• [Text section]
____

These are the key concepts you need to understand to accurately answer the question.

power rule for exponents
The power rule for exponents is a fundamental concept in algebra, especially when simplifying expressions. The rule states that when you raise a power to another power, you multiply the exponents. In mathematical terms, this is written as \( (a^m)^n = a^{m \times n} \).

For example, when you have \( (m^2)^4 \), according to the power rule, you multiply the exponents 2 and 4 together: \( 2 \times 4 = 8 \). So, \( (m^2)^4 = m^8 \).

This rule helps simplify expressions quickly and accurately. Remembering this rule will make it easier to solve complex algebraic equations involving multiple exponents.
distributing exponents
Distributing exponents means applying the exponent outside the parentheses to each term inside the parentheses. This step is essential for simplifying expressions, especially when dealing with multiple variables and constants.

For instance, consider the expression \( (-m^2 n^3)^4 \). Following the distribution rule, we distribute the exponent 4 to each term inside the parentheses:
  • \( (-1)^4 \), since -1 is all alone, and exponentiated values of integer properties are applied to it.

____

• [Source data]
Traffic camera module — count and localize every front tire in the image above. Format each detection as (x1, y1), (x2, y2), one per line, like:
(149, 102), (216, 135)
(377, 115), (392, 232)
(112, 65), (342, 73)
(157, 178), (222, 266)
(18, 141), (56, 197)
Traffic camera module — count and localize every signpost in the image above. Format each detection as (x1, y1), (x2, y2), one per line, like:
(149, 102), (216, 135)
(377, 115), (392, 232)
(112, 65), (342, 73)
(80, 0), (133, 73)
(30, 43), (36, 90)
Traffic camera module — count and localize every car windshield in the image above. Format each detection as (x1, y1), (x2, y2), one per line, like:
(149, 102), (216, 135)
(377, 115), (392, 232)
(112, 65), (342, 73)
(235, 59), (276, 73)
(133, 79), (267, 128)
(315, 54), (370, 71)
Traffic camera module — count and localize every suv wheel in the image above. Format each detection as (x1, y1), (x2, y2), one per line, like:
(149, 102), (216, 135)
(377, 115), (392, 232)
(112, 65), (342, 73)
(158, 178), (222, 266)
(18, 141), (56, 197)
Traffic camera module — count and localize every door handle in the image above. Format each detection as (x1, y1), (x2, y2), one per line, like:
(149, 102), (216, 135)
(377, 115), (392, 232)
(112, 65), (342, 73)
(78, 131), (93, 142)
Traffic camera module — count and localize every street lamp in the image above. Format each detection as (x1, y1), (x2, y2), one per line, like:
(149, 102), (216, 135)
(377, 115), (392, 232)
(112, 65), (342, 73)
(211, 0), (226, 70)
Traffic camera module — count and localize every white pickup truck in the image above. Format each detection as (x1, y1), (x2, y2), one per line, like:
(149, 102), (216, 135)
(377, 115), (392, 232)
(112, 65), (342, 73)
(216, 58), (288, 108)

____

• [Objective 1] From the text on exponents, write out everything from "These are the" down to "(m^2)^4 = m^8 \).".
• [Objective 2] In the text on exponents, what does the power rule say to do with the exponents when a power is raised to another power?

• [Written answer 1]
These are the key concepts you need to understand to accurately answer the question.

power rule for exponents
The power rule for exponents is a fundamental concept in algebra, especially when simplifying expressions. The rule states that when you raise a power to another power, you multiply the exponents. In mathematical terms, this is written as \( (a^m)^n = a^{m \times n} \).

For example, when you have \( (m^2)^4 \), according to the power rule, you multiply the exponents 2 and 4 together: \( 2 \times 4 = 8 \). So, \( (m^2)^4 = m^8 \).

• [Written answer 2] Multiply the exponents.